# Problem
Reproduce word for word the lines of the records, starting with the line containing "Can you tell me where the macaron bottom" and continuing through the final line of the records.

# Exercise data
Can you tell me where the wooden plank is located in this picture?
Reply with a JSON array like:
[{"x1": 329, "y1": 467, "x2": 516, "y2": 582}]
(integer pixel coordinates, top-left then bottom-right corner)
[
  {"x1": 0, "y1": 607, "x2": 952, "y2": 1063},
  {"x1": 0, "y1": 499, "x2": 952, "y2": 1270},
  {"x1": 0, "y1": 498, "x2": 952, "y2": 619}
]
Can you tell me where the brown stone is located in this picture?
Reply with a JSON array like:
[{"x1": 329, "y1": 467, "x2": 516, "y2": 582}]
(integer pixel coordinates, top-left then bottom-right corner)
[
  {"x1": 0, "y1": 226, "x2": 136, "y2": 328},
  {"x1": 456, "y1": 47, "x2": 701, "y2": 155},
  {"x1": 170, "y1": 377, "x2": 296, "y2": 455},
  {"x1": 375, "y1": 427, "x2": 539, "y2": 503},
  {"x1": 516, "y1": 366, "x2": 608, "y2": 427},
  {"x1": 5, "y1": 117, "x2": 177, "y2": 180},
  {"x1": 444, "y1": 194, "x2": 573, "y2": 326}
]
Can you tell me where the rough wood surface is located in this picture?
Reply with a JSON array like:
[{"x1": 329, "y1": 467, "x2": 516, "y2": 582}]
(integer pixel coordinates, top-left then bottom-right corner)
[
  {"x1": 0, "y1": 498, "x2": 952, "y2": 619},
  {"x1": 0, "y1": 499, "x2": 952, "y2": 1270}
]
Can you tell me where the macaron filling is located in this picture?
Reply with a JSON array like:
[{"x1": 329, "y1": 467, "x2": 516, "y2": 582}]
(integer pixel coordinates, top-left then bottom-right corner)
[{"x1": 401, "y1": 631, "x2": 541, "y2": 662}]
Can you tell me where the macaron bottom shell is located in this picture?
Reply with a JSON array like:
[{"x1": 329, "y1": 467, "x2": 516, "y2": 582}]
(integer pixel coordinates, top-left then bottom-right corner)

# Answer to this task
Can you tell me where the macaron bottom shell is located in this picture?
Reply with a JSON array like:
[{"x1": 329, "y1": 467, "x2": 516, "y2": 582}]
(integer pixel coordinates, top-left then bottom-right corner)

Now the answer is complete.